Brano da leggere ->

La paradossale strategia di Obama

Una schiaffo a Israele per cooptare gli europei, mentre i palestinesi evitano o rifiutano il negoziato.

Se ne discute in Israele: commenti sulla stampa israeliana

image_3139YISRAEL HAYOM scrive che «Netanyahu non può colmare il divario fra lui e il presidente Obama, il quale è convinto che gli sconvolgimenti in corso in Medio Oriente annuncino l’arrivo della democrazia.» Secondo l’editoriale «la politica di Obama, che brilla nei sondaggi d’opinione, rappresenta tuttavia una minoranza all’interno del partito democratico, dell’opinione pubblica e del Congresso, che rappresenta un baluardo della stima per Israele» e che pertanto può fare da contrappeso alla Casa Bianca. «Netanyahu – conclude il giornale – deve fare leva su questa situazione e, pur continuando il dialogo con Obama, considerare il Congresso come la sede più promettente dove promuovere le sue idee.» (Da: Yisrael Hayom, 22.5.11)

Materiale fornito ->
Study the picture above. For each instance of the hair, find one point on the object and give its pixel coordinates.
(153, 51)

Cosa occorre ->
Risponda alle seguenti domande sul brano relativo alla strategia di Obama:
(a) Secondo il sottotitolo, come si comportano i palestinesi nei confronti del negoziato?
(b) Secondo l'editoriale, di che cosa è convinto il presidente Obama?
(c) Quale sede, a giudizio del giornale, Netanyahu dovrebbe considerare la più promettente per promuovere le sue idee?
Le righe provengono da una fonte diversa.

Risultato ->
(a) Evitano o rifiutano il negoziato.
(b) È convinto che gli sconvolgimenti in corso in Medio Oriente annuncino l'arrivo della democrazia.
(c) Il Congresso.